> **TASK PROMPT**
Gather each line in the listing below that contains the string "headstone".

++++++++++++++++++++

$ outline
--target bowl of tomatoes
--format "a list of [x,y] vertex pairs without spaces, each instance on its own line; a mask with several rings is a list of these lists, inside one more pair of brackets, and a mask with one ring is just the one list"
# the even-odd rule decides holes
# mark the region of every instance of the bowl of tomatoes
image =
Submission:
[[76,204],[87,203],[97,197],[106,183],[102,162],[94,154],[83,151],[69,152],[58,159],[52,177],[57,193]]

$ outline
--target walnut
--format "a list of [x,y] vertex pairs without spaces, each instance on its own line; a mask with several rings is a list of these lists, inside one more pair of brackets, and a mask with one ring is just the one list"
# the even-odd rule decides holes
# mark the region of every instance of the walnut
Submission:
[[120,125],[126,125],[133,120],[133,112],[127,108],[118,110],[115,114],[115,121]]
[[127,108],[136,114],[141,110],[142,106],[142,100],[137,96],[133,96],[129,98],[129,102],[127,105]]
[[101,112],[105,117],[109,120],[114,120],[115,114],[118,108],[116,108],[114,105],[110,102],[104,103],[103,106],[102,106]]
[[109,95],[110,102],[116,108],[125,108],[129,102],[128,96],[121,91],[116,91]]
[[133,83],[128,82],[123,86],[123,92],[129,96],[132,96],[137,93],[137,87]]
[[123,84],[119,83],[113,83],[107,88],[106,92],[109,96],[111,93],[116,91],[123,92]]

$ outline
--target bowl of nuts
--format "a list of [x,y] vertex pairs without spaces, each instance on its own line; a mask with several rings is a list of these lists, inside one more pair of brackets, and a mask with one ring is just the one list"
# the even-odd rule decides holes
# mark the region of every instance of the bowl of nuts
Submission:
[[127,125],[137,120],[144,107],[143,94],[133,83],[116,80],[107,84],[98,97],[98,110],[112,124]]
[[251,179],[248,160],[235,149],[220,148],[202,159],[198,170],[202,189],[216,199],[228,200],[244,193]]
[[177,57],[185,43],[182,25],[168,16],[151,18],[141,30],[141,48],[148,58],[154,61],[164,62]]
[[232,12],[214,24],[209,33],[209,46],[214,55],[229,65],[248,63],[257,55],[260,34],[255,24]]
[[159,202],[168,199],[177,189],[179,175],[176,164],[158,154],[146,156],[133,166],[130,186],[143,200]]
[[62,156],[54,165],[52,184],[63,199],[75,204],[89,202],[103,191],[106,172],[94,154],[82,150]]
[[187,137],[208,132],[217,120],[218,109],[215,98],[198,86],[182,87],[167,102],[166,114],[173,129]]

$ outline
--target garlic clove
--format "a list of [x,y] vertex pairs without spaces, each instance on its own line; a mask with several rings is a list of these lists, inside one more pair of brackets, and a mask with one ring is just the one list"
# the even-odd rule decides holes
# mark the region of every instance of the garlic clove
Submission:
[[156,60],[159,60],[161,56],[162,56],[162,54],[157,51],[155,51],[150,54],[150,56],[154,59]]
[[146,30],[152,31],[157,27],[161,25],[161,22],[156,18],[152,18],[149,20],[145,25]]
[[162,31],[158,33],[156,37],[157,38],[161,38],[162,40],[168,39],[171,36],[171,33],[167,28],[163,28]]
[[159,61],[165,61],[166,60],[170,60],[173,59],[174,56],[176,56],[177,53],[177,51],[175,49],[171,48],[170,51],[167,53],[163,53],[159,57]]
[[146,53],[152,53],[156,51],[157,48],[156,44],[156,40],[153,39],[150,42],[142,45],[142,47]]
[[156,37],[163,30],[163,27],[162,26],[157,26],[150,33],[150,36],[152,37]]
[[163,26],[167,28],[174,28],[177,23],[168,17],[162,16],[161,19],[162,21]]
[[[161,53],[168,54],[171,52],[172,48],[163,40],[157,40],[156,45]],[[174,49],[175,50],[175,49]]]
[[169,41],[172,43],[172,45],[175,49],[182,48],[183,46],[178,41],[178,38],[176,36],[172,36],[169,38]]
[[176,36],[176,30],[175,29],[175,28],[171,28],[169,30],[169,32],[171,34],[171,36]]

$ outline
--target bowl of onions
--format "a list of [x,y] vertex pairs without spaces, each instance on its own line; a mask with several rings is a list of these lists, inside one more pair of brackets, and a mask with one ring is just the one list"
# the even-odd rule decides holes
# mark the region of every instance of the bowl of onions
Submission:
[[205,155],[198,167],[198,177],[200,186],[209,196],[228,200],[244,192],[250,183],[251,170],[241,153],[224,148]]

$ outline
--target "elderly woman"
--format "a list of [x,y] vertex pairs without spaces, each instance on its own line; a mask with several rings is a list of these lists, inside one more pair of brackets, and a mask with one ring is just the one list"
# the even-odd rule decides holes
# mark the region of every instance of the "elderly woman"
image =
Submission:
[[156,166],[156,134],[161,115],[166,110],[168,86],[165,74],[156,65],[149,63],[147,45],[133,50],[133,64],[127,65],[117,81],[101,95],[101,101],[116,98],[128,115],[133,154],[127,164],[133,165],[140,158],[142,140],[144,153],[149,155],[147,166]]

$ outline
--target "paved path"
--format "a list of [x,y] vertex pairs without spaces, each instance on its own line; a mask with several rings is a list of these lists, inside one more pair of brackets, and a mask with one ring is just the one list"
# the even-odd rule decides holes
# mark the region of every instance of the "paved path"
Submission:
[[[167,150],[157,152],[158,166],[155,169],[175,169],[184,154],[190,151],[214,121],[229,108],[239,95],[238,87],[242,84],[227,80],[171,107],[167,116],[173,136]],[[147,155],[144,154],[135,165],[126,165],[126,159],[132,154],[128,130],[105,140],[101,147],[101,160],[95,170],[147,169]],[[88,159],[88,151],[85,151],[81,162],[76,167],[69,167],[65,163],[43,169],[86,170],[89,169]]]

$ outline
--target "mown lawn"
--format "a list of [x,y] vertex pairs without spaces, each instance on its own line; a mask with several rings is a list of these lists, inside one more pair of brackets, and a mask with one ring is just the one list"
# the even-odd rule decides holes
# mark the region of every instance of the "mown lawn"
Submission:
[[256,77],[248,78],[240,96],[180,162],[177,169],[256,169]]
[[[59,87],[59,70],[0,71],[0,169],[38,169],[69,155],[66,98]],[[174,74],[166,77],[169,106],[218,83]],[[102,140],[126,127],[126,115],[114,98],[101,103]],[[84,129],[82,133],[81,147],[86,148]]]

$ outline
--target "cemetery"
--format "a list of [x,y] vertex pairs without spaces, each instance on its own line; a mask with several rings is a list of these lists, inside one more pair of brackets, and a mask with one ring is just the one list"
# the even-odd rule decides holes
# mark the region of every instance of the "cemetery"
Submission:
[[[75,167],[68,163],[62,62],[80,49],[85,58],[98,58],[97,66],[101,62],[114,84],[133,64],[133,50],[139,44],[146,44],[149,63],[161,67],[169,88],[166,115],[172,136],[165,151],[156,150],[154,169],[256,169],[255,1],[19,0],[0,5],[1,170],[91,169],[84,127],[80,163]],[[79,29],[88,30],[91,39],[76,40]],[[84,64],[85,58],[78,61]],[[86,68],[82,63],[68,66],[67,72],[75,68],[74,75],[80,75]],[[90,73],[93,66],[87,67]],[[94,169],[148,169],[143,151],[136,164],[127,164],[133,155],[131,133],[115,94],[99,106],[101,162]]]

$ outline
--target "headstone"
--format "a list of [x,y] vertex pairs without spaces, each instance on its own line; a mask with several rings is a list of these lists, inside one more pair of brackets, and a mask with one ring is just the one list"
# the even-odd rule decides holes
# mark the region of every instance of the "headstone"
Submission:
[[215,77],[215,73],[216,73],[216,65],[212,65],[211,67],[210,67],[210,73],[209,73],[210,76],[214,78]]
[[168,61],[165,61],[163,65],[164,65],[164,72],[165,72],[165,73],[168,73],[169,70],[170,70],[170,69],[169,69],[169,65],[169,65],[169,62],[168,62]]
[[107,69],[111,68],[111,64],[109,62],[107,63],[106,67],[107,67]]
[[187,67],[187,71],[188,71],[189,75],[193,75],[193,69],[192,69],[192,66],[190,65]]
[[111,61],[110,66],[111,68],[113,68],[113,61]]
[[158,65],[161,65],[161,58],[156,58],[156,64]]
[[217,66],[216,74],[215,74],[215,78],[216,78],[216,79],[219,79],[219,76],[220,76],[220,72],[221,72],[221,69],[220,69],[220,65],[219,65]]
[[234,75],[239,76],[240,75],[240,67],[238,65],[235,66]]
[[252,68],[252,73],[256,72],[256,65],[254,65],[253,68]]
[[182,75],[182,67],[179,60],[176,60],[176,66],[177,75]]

++++++++++++++++++++

> **ANSWER FOR THE TASK**
--target "headstone"
# mark the region of every instance of the "headstone"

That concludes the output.